**Problem to solve:**
Extract the full set of records, then give each one again exactly.

******

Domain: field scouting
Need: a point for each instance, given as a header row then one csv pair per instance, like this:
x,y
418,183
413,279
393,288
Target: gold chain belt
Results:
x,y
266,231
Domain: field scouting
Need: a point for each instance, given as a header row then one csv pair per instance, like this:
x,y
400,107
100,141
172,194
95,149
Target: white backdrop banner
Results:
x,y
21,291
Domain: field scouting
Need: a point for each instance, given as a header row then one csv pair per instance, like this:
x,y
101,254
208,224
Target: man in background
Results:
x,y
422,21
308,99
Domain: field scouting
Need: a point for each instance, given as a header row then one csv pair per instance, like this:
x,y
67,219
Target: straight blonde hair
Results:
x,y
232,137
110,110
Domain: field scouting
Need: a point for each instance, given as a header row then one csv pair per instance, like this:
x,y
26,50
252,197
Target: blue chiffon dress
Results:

******

**Task result:**
Domain: field scouting
Need: a point for each instance, given as a header row then one csv pair per instance, like this:
x,y
418,183
413,279
393,288
Target: gold chain belt
Results:
x,y
266,231
Domain: field scouting
Need: a point for each instance, given as a header row then one csv pair per instance, like this:
x,y
400,107
100,141
172,194
95,149
Target: white backdrop banner
Results:
x,y
21,291
Domain: field scouting
Need: a point for each instance, given as a header row then one csv pair per instance, like this:
x,y
101,254
208,224
Target: man in background
Results:
x,y
422,21
308,99
Domain: field scouting
Need: a point for each instance, given as a header row then one csv pair per instance, like this:
x,y
67,219
Target: straight blonde hair
Results:
x,y
232,137
110,110
Domain: field scouting
Need: a point for each instance, given as a header row then one csv pair per instance, like this:
x,y
26,50
252,197
Target: blue chiffon dress
Results:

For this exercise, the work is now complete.